Data for processing:
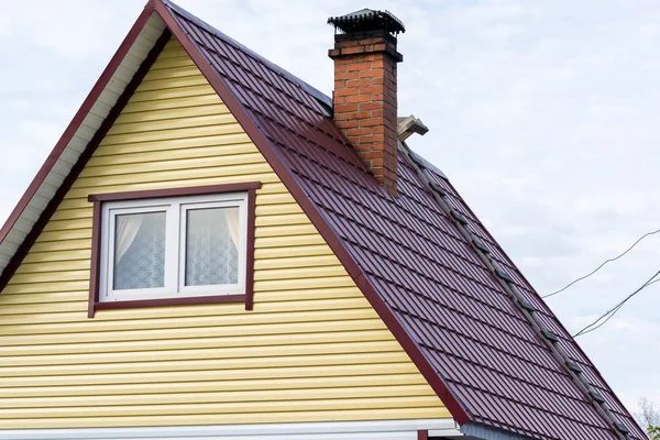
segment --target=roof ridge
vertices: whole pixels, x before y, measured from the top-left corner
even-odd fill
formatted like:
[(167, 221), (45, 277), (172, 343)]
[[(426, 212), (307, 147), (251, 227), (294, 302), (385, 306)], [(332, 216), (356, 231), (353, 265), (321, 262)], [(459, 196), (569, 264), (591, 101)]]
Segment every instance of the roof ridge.
[(298, 78), (297, 76), (295, 76), (294, 74), (292, 74), (287, 69), (285, 69), (285, 68), (280, 67), (280, 66), (276, 65), (273, 62), (271, 62), (266, 57), (257, 54), (256, 52), (254, 52), (250, 47), (245, 46), (244, 44), (239, 43), (238, 41), (235, 41), (231, 36), (222, 33), (217, 28), (210, 25), (209, 23), (207, 23), (206, 21), (201, 20), (197, 15), (191, 14), (190, 12), (186, 11), (184, 8), (179, 7), (178, 4), (176, 4), (176, 3), (174, 3), (174, 2), (172, 2), (169, 0), (161, 0), (161, 1), (163, 2), (163, 4), (165, 4), (167, 8), (169, 8), (173, 12), (175, 12), (179, 16), (182, 16), (182, 18), (184, 18), (184, 19), (186, 19), (186, 20), (188, 20), (188, 21), (190, 21), (193, 23), (195, 23), (196, 25), (202, 28), (207, 32), (210, 32), (211, 34), (213, 34), (218, 38), (222, 40), (223, 42), (232, 45), (234, 48), (237, 48), (237, 50), (245, 53), (245, 55), (249, 55), (250, 57), (254, 58), (255, 61), (257, 61), (257, 62), (262, 63), (263, 65), (267, 66), (273, 72), (282, 75), (284, 78), (286, 78), (287, 80), (289, 80), (294, 85), (300, 87), (306, 92), (308, 92), (309, 95), (311, 95), (314, 98), (316, 98), (322, 105), (328, 106), (330, 108), (332, 107), (332, 98), (330, 98), (329, 96), (327, 96), (326, 94), (323, 94), (322, 91), (320, 91), (319, 89), (317, 89), (316, 87), (309, 85), (308, 82), (306, 82), (302, 79)]
[[(573, 382), (578, 385), (578, 387), (586, 395), (588, 402), (593, 404), (596, 408), (596, 411), (601, 417), (606, 421), (606, 424), (610, 427), (617, 438), (627, 440), (629, 431), (627, 428), (620, 424), (612, 414), (609, 408), (605, 406), (605, 402), (603, 397), (594, 389), (594, 387), (582, 377), (581, 372), (576, 372), (569, 367), (568, 365), (572, 362), (570, 356), (564, 353), (564, 350), (557, 343), (557, 334), (554, 332), (547, 329), (547, 326), (543, 324), (535, 315), (536, 309), (526, 307), (522, 301), (525, 298), (520, 295), (518, 287), (514, 285), (510, 276), (502, 271), (499, 267), (501, 264), (497, 263), (491, 255), (487, 249), (482, 249), (476, 242), (480, 240), (476, 238), (474, 233), (472, 233), (468, 228), (468, 221), (463, 218), (463, 216), (458, 212), (450, 204), (448, 204), (444, 198), (447, 197), (447, 193), (443, 189), (438, 188), (437, 185), (432, 183), (432, 180), (428, 176), (428, 172), (426, 170), (426, 164), (421, 163), (418, 158), (420, 156), (414, 157), (413, 151), (408, 147), (405, 142), (400, 142), (402, 151), (404, 155), (410, 161), (415, 172), (427, 186), (427, 190), (431, 193), (433, 199), (440, 206), (442, 210), (453, 220), (457, 228), (464, 235), (466, 241), (470, 243), (470, 248), (477, 254), (477, 256), (486, 264), (493, 277), (502, 285), (505, 293), (508, 294), (509, 298), (514, 301), (515, 307), (520, 309), (522, 316), (527, 318), (528, 322), (531, 324), (531, 328), (540, 337), (542, 341), (546, 342), (553, 358), (558, 361), (560, 366), (569, 374), (569, 377), (573, 380)], [(425, 161), (426, 162), (426, 161)]]

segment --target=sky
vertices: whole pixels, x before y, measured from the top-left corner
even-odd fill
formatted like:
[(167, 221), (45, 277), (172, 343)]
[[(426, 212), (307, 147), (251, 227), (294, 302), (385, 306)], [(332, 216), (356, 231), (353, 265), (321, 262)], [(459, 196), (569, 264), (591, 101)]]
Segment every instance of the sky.
[[(0, 0), (0, 220), (146, 0)], [(660, 229), (656, 0), (179, 0), (326, 94), (327, 18), (387, 9), (399, 114), (541, 294)], [(575, 332), (660, 270), (660, 234), (548, 304)], [(660, 403), (660, 283), (579, 339), (630, 410)]]

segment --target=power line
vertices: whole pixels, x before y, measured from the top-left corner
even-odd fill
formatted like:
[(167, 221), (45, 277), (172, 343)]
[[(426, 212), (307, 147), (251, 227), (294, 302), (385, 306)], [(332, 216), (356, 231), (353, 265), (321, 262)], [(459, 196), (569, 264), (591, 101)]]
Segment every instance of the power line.
[(593, 274), (595, 274), (596, 272), (598, 272), (601, 268), (603, 268), (603, 266), (605, 266), (607, 263), (612, 263), (613, 261), (617, 261), (618, 258), (620, 258), (622, 256), (626, 255), (628, 252), (630, 252), (632, 250), (632, 248), (635, 248), (640, 241), (642, 241), (644, 239), (646, 239), (649, 235), (653, 235), (657, 234), (658, 232), (660, 232), (660, 229), (658, 229), (657, 231), (651, 231), (651, 232), (647, 232), (644, 235), (641, 235), (639, 239), (637, 239), (637, 241), (635, 243), (632, 243), (632, 245), (630, 248), (628, 248), (627, 250), (625, 250), (623, 253), (618, 254), (617, 256), (606, 260), (605, 262), (603, 262), (603, 264), (601, 264), (598, 267), (596, 267), (595, 270), (593, 270), (592, 272), (590, 272), (588, 274), (581, 276), (578, 279), (573, 279), (571, 283), (566, 284), (564, 287), (560, 288), (559, 290), (554, 290), (551, 294), (548, 295), (543, 295), (541, 296), (541, 298), (549, 298), (551, 296), (561, 294), (562, 292), (564, 292), (565, 289), (568, 289), (569, 287), (571, 287), (573, 284), (579, 283), (583, 279), (588, 278), (590, 276), (592, 276)]
[(588, 326), (586, 326), (585, 328), (583, 328), (582, 330), (580, 330), (578, 333), (573, 334), (573, 338), (578, 338), (580, 336), (586, 334), (586, 333), (591, 333), (594, 330), (600, 329), (601, 327), (605, 326), (605, 323), (607, 321), (609, 321), (612, 319), (612, 317), (614, 317), (617, 311), (619, 311), (622, 309), (622, 307), (624, 307), (624, 305), (630, 299), (632, 298), (635, 295), (639, 294), (641, 290), (644, 290), (645, 288), (649, 287), (651, 284), (658, 283), (660, 282), (660, 278), (658, 279), (653, 279), (656, 278), (658, 275), (660, 275), (660, 271), (656, 272), (653, 274), (653, 276), (651, 276), (649, 279), (647, 279), (641, 286), (639, 286), (637, 288), (637, 290), (635, 290), (634, 293), (631, 293), (630, 295), (628, 295), (626, 298), (624, 298), (622, 301), (619, 301), (616, 306), (614, 306), (612, 309), (607, 310), (605, 314), (601, 315), (601, 317), (598, 317), (598, 319), (596, 319), (595, 321), (593, 321), (592, 323), (590, 323)]

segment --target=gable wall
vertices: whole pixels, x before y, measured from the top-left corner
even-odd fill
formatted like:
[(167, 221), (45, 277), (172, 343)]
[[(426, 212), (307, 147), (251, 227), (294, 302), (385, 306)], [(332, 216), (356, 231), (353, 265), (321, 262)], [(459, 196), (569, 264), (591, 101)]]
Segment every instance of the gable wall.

Your goal: Can you print all of the material above word for word, leaving out the pictures?

Result of the exercise:
segment --target=roof ridge
vertices: whole pixels, x before y, measured from the top-left corner
even-odd fill
formatted like:
[(167, 221), (45, 277), (172, 343)]
[[(426, 212), (307, 147), (251, 227), (294, 302), (385, 306)], [(332, 216), (356, 231), (353, 265), (321, 262)], [(459, 196), (569, 264), (591, 101)]]
Segment every instance of the roof ridge.
[(298, 78), (297, 76), (295, 76), (294, 74), (292, 74), (287, 69), (285, 69), (285, 68), (280, 67), (280, 66), (276, 65), (273, 62), (271, 62), (266, 57), (257, 54), (256, 52), (254, 52), (250, 47), (245, 46), (244, 44), (239, 43), (238, 41), (235, 41), (231, 36), (222, 33), (217, 28), (210, 25), (209, 23), (207, 23), (206, 21), (201, 20), (197, 15), (191, 14), (190, 12), (186, 11), (184, 8), (179, 7), (178, 4), (176, 4), (176, 3), (174, 3), (174, 2), (172, 2), (169, 0), (161, 0), (161, 1), (163, 2), (163, 4), (165, 4), (167, 8), (169, 8), (173, 12), (175, 12), (179, 16), (182, 16), (182, 18), (184, 18), (184, 19), (186, 19), (186, 20), (188, 20), (188, 21), (190, 21), (193, 23), (195, 23), (196, 25), (202, 28), (207, 32), (210, 32), (211, 34), (213, 34), (218, 38), (222, 40), (223, 42), (232, 45), (234, 48), (237, 48), (237, 50), (245, 53), (245, 55), (249, 55), (250, 57), (254, 58), (255, 61), (257, 61), (257, 62), (262, 63), (263, 65), (267, 66), (273, 72), (282, 75), (284, 78), (286, 78), (287, 80), (289, 80), (294, 85), (300, 87), (306, 92), (308, 92), (309, 95), (311, 95), (314, 98), (316, 98), (322, 105), (328, 106), (330, 108), (332, 107), (332, 98), (330, 98), (329, 96), (327, 96), (326, 94), (323, 94), (322, 91), (320, 91), (319, 89), (317, 89), (316, 87), (309, 85), (308, 82), (306, 82), (302, 79)]
[[(573, 382), (578, 385), (578, 387), (586, 395), (588, 402), (593, 404), (596, 408), (596, 411), (601, 417), (606, 421), (606, 424), (610, 427), (617, 438), (627, 440), (629, 431), (627, 428), (620, 424), (612, 414), (609, 408), (605, 406), (605, 402), (603, 397), (594, 389), (594, 387), (582, 377), (581, 372), (576, 372), (569, 367), (568, 365), (572, 362), (570, 356), (564, 353), (564, 350), (557, 343), (557, 334), (554, 332), (547, 329), (547, 326), (543, 324), (535, 315), (536, 309), (526, 307), (522, 301), (525, 298), (520, 295), (518, 287), (514, 285), (510, 276), (502, 271), (499, 267), (501, 264), (497, 263), (491, 255), (487, 249), (482, 249), (476, 242), (480, 240), (476, 238), (474, 233), (472, 233), (468, 228), (468, 221), (463, 218), (463, 216), (458, 212), (450, 204), (448, 204), (444, 198), (447, 197), (447, 193), (443, 189), (438, 188), (437, 185), (432, 183), (432, 180), (428, 176), (428, 172), (426, 170), (426, 164), (421, 163), (418, 158), (420, 156), (414, 157), (413, 151), (408, 147), (405, 142), (400, 142), (402, 151), (404, 155), (410, 161), (415, 172), (427, 186), (427, 190), (431, 193), (433, 199), (440, 206), (442, 210), (453, 220), (457, 228), (464, 235), (466, 241), (470, 243), (470, 248), (477, 254), (477, 256), (486, 264), (493, 277), (502, 285), (505, 293), (508, 294), (509, 298), (514, 301), (515, 307), (520, 309), (522, 316), (527, 318), (528, 322), (531, 324), (531, 328), (540, 337), (542, 341), (546, 342), (553, 358), (558, 361), (560, 366), (569, 374), (569, 377), (573, 380)], [(425, 161), (426, 162), (426, 161)]]

segment --target=sky
vertices: whole pixels, x before y, measured from the top-left corner
even-odd fill
formatted like:
[(167, 221), (45, 277), (172, 343)]
[[(426, 212), (307, 147), (251, 227), (294, 302), (385, 306)], [(332, 216), (356, 231), (353, 265), (321, 262)], [(459, 196), (569, 264), (591, 101)]]
Segment every instance of the sky.
[[(0, 0), (0, 220), (146, 0)], [(660, 229), (656, 0), (179, 0), (326, 94), (327, 18), (387, 9), (399, 114), (541, 294)], [(575, 332), (660, 270), (660, 234), (548, 304)], [(660, 403), (660, 283), (579, 339), (630, 410)]]

segment --target=power line
vertices: whole pixels, x before y, measured from the top-left corner
even-odd fill
formatted like:
[(167, 221), (45, 277), (172, 343)]
[[(426, 212), (307, 147), (251, 227), (294, 302), (385, 306)], [(332, 216), (356, 231), (353, 265), (321, 262)], [(459, 196), (569, 264), (591, 101)]]
Segment every instance of the power line.
[(593, 274), (595, 274), (596, 272), (598, 272), (601, 268), (603, 268), (603, 266), (605, 266), (607, 263), (612, 263), (613, 261), (617, 261), (618, 258), (620, 258), (622, 256), (626, 255), (628, 252), (630, 252), (632, 250), (632, 248), (635, 248), (640, 241), (642, 241), (644, 239), (646, 239), (649, 235), (653, 235), (657, 234), (658, 232), (660, 232), (660, 229), (658, 229), (657, 231), (651, 231), (651, 232), (647, 232), (644, 235), (641, 235), (639, 239), (637, 239), (637, 241), (635, 243), (632, 243), (632, 245), (630, 248), (628, 248), (627, 250), (625, 250), (623, 253), (618, 254), (617, 256), (606, 260), (605, 262), (603, 262), (603, 264), (601, 264), (598, 267), (596, 267), (595, 270), (593, 270), (592, 272), (590, 272), (588, 274), (581, 276), (578, 279), (573, 279), (571, 283), (566, 284), (564, 287), (560, 288), (559, 290), (554, 290), (551, 294), (548, 295), (543, 295), (541, 296), (541, 298), (549, 298), (551, 296), (561, 294), (562, 292), (564, 292), (565, 289), (568, 289), (569, 287), (571, 287), (573, 284), (579, 283), (583, 279), (588, 278), (590, 276), (592, 276)]
[(588, 326), (586, 326), (585, 328), (583, 328), (582, 330), (580, 330), (578, 333), (573, 334), (573, 338), (578, 338), (580, 336), (586, 334), (586, 333), (591, 333), (594, 330), (600, 329), (601, 327), (605, 326), (605, 323), (607, 321), (609, 321), (612, 319), (612, 317), (614, 317), (617, 311), (619, 311), (622, 309), (622, 307), (624, 307), (624, 305), (630, 299), (632, 298), (635, 295), (639, 294), (641, 290), (644, 290), (645, 288), (649, 287), (651, 284), (658, 283), (660, 282), (660, 278), (658, 279), (653, 279), (656, 278), (658, 275), (660, 275), (660, 271), (656, 272), (653, 274), (653, 276), (651, 276), (649, 279), (647, 279), (641, 286), (639, 286), (637, 288), (637, 290), (635, 290), (634, 293), (631, 293), (630, 295), (628, 295), (626, 298), (624, 298), (622, 301), (619, 301), (616, 306), (614, 306), (612, 309), (607, 310), (605, 314), (601, 315), (601, 317), (598, 317), (598, 319), (596, 319), (595, 321), (593, 321), (592, 323), (590, 323)]

segment --target=gable wall
vertices: whole pixels, x before y, measured from the top-left corner
even-odd fill
formatted like:
[(167, 221), (45, 277), (172, 343)]
[[(426, 212), (307, 147), (251, 227), (294, 302), (385, 306)], [(332, 216), (356, 231), (353, 265), (321, 262)], [(459, 196), (569, 264), (591, 101)]]
Segment every instance of the gable wall.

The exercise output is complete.